> _Challenge_: Lines from the one containing "[point] at the brass" through the last line of the data are to be repeated word for word, both ends included.

*** Input records

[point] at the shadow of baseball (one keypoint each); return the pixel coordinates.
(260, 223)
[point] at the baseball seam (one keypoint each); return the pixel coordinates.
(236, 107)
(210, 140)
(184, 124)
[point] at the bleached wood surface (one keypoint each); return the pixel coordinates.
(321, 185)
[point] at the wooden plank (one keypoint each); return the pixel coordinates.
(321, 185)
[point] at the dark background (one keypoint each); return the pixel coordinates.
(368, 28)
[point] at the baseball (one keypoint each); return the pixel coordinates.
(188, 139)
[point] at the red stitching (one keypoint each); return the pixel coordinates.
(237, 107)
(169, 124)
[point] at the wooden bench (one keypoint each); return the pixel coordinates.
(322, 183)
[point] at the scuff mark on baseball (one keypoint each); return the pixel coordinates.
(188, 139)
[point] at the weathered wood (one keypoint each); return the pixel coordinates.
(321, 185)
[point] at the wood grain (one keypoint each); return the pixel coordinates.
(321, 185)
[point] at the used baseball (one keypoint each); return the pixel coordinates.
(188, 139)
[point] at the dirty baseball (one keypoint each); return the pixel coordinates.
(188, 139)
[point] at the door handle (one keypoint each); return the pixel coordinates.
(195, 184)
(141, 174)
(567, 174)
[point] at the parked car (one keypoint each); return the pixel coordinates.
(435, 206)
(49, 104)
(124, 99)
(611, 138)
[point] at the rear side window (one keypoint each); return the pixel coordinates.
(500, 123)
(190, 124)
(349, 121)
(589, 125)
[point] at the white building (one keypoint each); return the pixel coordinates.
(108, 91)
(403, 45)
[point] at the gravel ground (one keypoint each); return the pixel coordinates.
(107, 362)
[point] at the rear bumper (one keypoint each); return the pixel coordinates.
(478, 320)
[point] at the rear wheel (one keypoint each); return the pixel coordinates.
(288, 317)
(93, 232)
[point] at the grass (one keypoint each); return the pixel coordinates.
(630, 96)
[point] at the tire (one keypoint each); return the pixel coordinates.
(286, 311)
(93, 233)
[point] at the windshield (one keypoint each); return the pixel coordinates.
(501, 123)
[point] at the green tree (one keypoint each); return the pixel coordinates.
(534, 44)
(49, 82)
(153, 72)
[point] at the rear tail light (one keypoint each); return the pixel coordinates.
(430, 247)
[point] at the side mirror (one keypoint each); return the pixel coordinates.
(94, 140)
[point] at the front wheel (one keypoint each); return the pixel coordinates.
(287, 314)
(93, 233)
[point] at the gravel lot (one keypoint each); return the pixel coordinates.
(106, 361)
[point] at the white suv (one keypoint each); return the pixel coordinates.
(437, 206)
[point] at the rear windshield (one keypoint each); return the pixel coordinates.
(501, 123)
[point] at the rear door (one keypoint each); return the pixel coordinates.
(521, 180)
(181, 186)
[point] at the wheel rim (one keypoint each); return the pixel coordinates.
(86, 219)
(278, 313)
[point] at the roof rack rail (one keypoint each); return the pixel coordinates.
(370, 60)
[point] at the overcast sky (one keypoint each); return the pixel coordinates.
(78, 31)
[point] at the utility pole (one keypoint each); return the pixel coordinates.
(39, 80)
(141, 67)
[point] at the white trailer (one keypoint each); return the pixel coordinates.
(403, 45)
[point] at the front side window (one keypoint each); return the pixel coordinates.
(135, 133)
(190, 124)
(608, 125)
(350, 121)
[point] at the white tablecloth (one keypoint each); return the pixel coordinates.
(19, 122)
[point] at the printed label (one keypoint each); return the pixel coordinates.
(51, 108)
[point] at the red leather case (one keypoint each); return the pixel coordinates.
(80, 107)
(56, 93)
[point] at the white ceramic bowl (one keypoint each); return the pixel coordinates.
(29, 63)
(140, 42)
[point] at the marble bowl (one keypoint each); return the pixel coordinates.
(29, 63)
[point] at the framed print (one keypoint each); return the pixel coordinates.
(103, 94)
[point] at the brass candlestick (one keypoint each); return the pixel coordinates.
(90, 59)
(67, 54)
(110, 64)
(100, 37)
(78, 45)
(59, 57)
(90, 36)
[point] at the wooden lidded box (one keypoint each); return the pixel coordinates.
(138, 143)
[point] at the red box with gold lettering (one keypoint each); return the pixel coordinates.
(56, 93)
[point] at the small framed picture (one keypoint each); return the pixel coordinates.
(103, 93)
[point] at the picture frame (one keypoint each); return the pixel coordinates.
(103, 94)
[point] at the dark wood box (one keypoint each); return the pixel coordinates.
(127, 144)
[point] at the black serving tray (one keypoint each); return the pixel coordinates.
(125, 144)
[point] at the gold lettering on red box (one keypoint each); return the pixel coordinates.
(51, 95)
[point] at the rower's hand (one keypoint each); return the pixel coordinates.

******

> _Exercise output_:
[point] at the brass candlestick (one keypoint each); return the pixel coordinates.
(90, 59)
(67, 54)
(110, 64)
(100, 37)
(78, 45)
(59, 57)
(90, 36)
[point] at the wooden lidded box (one keypoint each); return the pixel coordinates.
(138, 143)
[point] at the red box with gold lettering (one keypoint each); return the pixel coordinates.
(56, 93)
[point] at the small framed picture (one keypoint each); return the pixel coordinates.
(103, 93)
[point] at the picture frame (one keypoint each); return the pixel coordinates.
(103, 94)
[point] at the dark wood box (one keypoint each); return the pixel coordinates.
(127, 144)
[point] at the black serving tray (one keypoint each); return the pixel coordinates.
(125, 144)
[point] at the gold lettering on red box (one keypoint each); return the pixel coordinates.
(51, 95)
[point] at the rower's hand (one keypoint each); return the pixel coordinates.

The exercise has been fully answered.